EXERCISE A
Output, verbatim, the rows between the line holding "Would you please place a dot on the red-leaved" and the line holding "point(280, 234)", inclusive.

TEXT EXTRACT
****************

But even with regard to sacrifices, it is not clear why they are offered specifically in the ways halakha defines—that is, the details of the laws in these areas also remain unclear, apparently aimed at achieving religious objectives or values. I have often been accused that this conclusion is irrational or illogical, but I think that accusation is baseless. A rational person should accept conclusions that follow from facts and good arguments even if he does not understand them. Therefore, the fact that I do not understand those aims does not mean they do not exist. For example, we do not grasp quantum theory either, but the facts indicate it is likely correct. Should we reject it because it contains elements we do not understand?! I previously cited the story of a fellow from our yeshiva who suffered from hepatitis for about half a year; when they brought him a “witch” who placed pigeons on his navel, the pigeons died and after a few days he recovered and returned to the yeshiva. Should a person with a rational approach disbelieve the story? In my view, if the witnesses were reliable (and they were), one must accept the story and seek a rational explanation for what happened. That is a rational approach, as opposed to a rationalist approach that refuses to accept unintelligible phenomena even when they have a strong, reliable basis.
So too with a-moral halakhot. Their existence can be explained in two ways: either moral aims underlie them that I do not understand, or other types of aims underlie them. Since we understand morality well, saying there are unknown moral aims here is implausible. The natural conclusion is that there are other aims—namely, that the Torah strives toward religious values. This conclusion is not fully intelligible, but at least it is not absurd. As Sherlock Holmes said, after eliminating the impossible, what remains—however improbable—must be the truth. That is the meaning of the second category (the a-moral laws). We can now also understand the meaning of the remaining two categories.

****************

RECORDS FOR THE EXERCISE
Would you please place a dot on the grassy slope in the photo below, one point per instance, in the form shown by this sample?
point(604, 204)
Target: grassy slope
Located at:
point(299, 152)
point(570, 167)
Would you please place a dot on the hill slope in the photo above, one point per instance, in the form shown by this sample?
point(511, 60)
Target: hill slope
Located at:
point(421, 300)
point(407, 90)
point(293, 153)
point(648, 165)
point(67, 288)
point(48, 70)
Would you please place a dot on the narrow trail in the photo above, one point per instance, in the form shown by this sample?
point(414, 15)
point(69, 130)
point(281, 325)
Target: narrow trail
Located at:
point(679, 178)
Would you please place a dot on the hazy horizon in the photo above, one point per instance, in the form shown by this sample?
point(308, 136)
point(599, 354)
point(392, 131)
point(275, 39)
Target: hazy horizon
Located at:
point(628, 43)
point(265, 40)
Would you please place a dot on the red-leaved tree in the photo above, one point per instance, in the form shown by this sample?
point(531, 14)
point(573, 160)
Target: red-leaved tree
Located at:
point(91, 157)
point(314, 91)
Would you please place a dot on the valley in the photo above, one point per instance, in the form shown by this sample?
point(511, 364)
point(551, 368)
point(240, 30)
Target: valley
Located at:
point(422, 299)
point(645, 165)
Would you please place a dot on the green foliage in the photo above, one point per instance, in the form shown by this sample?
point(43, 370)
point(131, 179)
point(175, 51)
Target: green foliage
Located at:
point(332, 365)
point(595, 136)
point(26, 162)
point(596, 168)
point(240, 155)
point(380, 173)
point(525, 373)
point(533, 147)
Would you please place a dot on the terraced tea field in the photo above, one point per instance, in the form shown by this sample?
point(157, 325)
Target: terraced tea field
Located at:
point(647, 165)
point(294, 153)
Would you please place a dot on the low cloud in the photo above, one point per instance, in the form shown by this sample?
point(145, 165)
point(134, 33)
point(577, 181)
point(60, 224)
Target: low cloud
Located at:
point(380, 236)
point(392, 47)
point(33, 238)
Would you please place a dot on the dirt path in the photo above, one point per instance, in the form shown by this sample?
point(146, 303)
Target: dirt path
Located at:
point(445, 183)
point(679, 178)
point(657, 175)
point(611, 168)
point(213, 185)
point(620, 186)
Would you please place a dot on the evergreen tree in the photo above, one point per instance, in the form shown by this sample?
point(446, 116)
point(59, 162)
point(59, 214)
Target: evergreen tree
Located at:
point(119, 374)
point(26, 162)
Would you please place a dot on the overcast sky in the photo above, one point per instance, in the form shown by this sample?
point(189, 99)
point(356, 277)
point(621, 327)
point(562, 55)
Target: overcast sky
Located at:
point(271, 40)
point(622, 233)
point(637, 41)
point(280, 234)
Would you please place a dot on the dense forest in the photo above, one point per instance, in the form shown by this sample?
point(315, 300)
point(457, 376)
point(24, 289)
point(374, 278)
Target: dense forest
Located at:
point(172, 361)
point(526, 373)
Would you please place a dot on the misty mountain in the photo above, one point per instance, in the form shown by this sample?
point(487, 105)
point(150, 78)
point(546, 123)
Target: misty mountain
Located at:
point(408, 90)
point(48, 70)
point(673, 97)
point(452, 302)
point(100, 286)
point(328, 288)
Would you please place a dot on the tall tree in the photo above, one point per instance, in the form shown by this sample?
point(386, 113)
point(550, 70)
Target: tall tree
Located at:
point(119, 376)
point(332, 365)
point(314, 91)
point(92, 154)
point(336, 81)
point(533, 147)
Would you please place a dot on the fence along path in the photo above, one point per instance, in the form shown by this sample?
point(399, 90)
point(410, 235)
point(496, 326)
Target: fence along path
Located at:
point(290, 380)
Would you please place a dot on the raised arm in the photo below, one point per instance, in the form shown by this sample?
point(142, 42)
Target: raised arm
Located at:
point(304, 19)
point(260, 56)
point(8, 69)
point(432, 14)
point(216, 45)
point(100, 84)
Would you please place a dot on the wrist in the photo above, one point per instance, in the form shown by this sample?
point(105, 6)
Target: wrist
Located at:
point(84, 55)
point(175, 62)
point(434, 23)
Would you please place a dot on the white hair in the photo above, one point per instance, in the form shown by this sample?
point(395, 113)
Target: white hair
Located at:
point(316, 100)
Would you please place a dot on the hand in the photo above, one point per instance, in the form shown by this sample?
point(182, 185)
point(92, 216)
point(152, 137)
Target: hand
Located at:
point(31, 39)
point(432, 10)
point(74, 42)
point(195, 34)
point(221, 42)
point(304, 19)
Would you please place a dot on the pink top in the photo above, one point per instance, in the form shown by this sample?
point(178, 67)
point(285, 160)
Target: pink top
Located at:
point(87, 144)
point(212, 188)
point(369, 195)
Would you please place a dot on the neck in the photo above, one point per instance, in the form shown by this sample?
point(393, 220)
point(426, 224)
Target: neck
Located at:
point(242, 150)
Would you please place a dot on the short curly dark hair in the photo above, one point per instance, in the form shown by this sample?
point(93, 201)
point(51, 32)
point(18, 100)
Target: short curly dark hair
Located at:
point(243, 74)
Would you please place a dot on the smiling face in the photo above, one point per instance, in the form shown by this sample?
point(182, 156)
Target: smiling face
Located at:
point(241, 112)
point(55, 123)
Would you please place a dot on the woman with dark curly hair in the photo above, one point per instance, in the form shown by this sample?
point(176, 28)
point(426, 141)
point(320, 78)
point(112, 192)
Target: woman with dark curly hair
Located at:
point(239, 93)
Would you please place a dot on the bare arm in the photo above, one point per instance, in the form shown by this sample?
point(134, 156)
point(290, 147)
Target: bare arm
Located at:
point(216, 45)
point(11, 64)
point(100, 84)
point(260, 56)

****************

EXERCISE B
Pick up the essay on halakha and religious values after its last sentence and continue writing it.

EXERCISE ANSWER A
Would you please place a dot on the red-leaved tree in the photo above, one point per instance, in the form shown by this sample?
point(531, 14)
point(573, 160)
Target: red-leaved tree
Located at:
point(91, 157)
point(314, 91)
Would you please place a dot on the valley in the photo above, one point per instance, in the form shown by this sample?
point(511, 364)
point(551, 368)
point(240, 30)
Target: valley
Located at:
point(422, 299)
point(645, 165)
Would you please place a dot on the green foliage in the photo above, one point per instance, in the form shown by this sample?
point(43, 370)
point(131, 179)
point(175, 51)
Target: green foliage
Located at:
point(332, 365)
point(595, 136)
point(26, 162)
point(596, 168)
point(240, 155)
point(380, 173)
point(525, 373)
point(533, 147)
Would you please place a dot on the terraced tea field in the photo above, one point per instance, in the form shown by this sample?
point(157, 325)
Target: terraced tea field
Located at:
point(647, 165)
point(294, 153)
Would you please place a dot on the low cloud in the photo above, one point per instance, in the form shown by this sample?
point(145, 165)
point(134, 33)
point(577, 181)
point(60, 224)
Target: low cloud
Located at:
point(380, 236)
point(392, 47)
point(33, 238)
Would you please place a dot on the dirt path in the photo above, one point per instance, in the form shown by this sample?
point(146, 303)
Target: dirt path
Located at:
point(445, 183)
point(679, 178)
point(657, 175)
point(611, 168)
point(213, 185)
point(620, 186)
Would you please place a dot on the evergreen tree in the photo above, one point per instance, in the form shown by this sample?
point(446, 116)
point(59, 162)
point(59, 214)
Target: evergreen tree
Located at:
point(119, 374)
point(26, 162)
Would you please place a dot on the overcast sky in the photo above, one point per instance, in the form shown by this sample?
point(189, 99)
point(356, 277)
point(621, 327)
point(562, 55)
Target: overcast sky
Located at:
point(271, 40)
point(622, 233)
point(637, 41)
point(280, 234)

EXERCISE ANSWER B
The Meaning of the Third Category
I will begin with the third category. If indeed the Torah strives toward religious values, then there is no need to seek a moral reconciliation for the laws of this category. It may be that they, too, pursue religious values, except that in their case this pursuit harms moral values. Such conflicts do not constitute a logical—nor even a moral—problem. Often, striving for one value comes at the expense of another, and it is impossible to fully realize both. In such a case we must decide which value prevails and be prepared to pay in the coin of harming the other value.
Even when only moral values are involved, such conflicts exist. Often there are clashes between moral value A and moral value B, and we must decide which prevails. Therefore, if our arsenal of values includes both moral and religious values, there is no impediment to a clash arising between a religious value and a moral one, and there too we must decide which prevails. But the mere existence of a clash poses no problem—neither logical nor ethical. My well-known chocolate parable illustrates this: Reuven says it is worthwhile to eat chocolate because it is tasty, while his colleague Shimon says it is not worthwhile because it is fattening. Who is right? Both. There is no contradiction: chocolate is both tasty and fattening. Do you see a logical problem in that claim? Certainly not. The question is what to do in practice; that is a conflict, not a contradiction. A person must decide which value prevails for him—pleasure or health. The existence of such a conflict is not a logical or other problem, only a practical dilemma. Moreover, one who decides to eat the chocolate is not thereby indifferent to health, just as one who refrains is not necessarily indifferent to pleasure. Each can be fully committed to the “values” of pleasure and of health, but in practice he must choose what to do.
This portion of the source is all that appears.